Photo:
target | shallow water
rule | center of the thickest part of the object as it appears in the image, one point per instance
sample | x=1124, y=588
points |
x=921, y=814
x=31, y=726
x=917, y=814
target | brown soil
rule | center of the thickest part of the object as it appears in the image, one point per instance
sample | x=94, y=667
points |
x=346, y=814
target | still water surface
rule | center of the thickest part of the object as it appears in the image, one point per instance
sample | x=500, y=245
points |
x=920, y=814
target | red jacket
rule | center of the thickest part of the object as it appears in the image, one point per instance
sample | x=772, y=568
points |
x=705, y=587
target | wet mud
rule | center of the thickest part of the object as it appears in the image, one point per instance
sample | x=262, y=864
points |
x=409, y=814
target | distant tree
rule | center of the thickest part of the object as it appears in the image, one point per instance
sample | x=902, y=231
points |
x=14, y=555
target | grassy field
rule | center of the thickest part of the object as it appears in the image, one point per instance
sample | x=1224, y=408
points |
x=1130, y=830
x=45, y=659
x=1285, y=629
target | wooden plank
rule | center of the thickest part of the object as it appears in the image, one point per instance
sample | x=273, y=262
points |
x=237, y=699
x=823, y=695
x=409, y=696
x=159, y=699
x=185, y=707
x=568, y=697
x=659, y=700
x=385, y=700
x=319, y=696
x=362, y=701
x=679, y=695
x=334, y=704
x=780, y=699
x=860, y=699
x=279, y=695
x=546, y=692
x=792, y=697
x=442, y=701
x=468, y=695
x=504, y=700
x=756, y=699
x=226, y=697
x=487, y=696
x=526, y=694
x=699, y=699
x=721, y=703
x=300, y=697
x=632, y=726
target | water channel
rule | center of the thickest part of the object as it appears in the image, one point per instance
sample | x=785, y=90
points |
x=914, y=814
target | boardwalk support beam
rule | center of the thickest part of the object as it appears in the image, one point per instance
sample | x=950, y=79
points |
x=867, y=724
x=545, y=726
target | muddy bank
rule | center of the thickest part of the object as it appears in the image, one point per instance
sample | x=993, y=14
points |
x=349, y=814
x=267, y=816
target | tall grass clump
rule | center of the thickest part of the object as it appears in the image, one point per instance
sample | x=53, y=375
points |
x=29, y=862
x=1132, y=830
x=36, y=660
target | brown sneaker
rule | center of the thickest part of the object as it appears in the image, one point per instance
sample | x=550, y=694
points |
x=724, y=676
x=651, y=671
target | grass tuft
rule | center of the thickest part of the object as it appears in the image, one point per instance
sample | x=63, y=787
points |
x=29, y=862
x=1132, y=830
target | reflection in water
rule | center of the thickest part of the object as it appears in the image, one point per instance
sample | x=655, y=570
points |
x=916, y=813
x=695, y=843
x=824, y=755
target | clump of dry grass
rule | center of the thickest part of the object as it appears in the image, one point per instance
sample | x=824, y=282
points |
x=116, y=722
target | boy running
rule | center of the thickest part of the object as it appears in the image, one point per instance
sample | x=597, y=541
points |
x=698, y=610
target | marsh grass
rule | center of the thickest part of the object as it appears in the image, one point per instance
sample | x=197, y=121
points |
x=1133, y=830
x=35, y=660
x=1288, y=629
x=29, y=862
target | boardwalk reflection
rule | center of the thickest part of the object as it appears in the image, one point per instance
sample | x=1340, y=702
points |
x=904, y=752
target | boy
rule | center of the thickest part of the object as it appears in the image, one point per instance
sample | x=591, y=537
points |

• • • • • • •

# WHAT TO WORK ON:
Reproduce every line from the start of the items down to the one containing "x=14, y=555", both included, adding 15 to each x and y value in the answer coordinates. Leave all other lines unchanged, including the sample coordinates.

# RESPONSE TO THIS TASK:
Photo:
target | shallow water
rule | center of the thickest part of the object as it appears in the image, one point per instance
sample | x=1124, y=588
points |
x=936, y=829
x=46, y=741
x=932, y=829
target | brown soil
rule | center of the thickest part of the object as it appears in the image, one point per instance
sample | x=94, y=667
points |
x=361, y=829
target | still water surface
rule | center of the thickest part of the object as it appears in the image, one point per instance
sample | x=500, y=245
points |
x=935, y=829
target | red jacket
rule | center of the thickest part of the object as it appears in the image, one point per instance
sample | x=772, y=568
points |
x=720, y=602
target | wet mud
rule | center of the thickest part of the object as it appears in the image, one point per instance
sample | x=262, y=864
points |
x=424, y=829
target | distant tree
rule | center of the thickest part of the object as it appears in the image, one point per instance
sample | x=902, y=231
points |
x=29, y=570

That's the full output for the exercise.